▶ [Request] Please rename "retail shelf audit" to "church interior survey" in all of the records below and write them out again with nothing else changed. Leave the pictures out of your answer.

▶ [Extracted records]
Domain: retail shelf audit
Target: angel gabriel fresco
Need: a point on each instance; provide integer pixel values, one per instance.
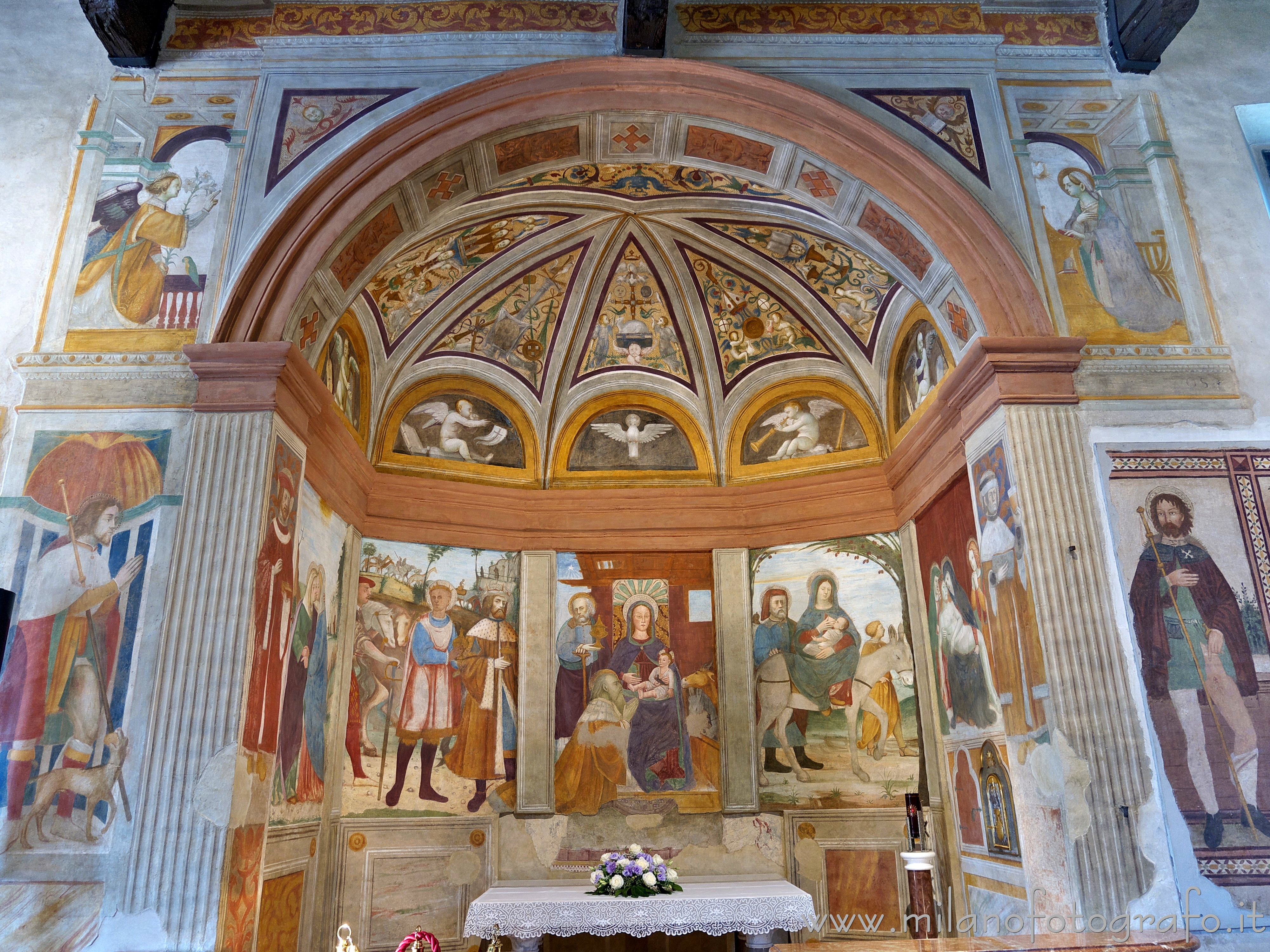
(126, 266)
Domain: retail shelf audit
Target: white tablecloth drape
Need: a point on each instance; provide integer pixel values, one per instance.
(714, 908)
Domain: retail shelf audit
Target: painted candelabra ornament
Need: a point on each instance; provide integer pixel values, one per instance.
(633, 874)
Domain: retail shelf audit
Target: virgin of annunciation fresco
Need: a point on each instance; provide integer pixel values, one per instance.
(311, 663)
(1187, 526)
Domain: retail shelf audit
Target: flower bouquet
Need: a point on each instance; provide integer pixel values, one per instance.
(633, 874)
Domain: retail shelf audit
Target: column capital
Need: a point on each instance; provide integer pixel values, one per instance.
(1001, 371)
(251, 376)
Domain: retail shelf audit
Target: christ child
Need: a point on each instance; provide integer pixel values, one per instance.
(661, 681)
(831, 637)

▶ [Written answer]
Domain: church interior survey
Target: angel gabriel fresco
Need: a point on each instance; provide integer pixel values, one per instance.
(126, 266)
Domain: church interior survey
Target: white tablecloth drape
Need: a point on each instance; provide integer pixel values, one per instance.
(714, 908)
Domain: church interior survey
Target: painted candelabra ornament
Need: a point on each instance; provide integer pixel values, one per instance.
(633, 874)
Domain: church interior survey
Target: virgin of annunciation fresco
Need: a point on each instance; provide integer pixel values, one per instance.
(311, 663)
(1187, 526)
Domain: church interior survey
Target: flower bouquet
Need: a point on each instance; provide integer pixel values, one per instance.
(633, 874)
Domain: church interior survey
Target: column capital
Need: a point on each instance; provide integer pixel values, one per instance.
(1001, 371)
(251, 376)
Domain: church interior survey
Target: christ child
Need: a point on each instance; provide integer pixel values, one per instance.
(661, 681)
(831, 637)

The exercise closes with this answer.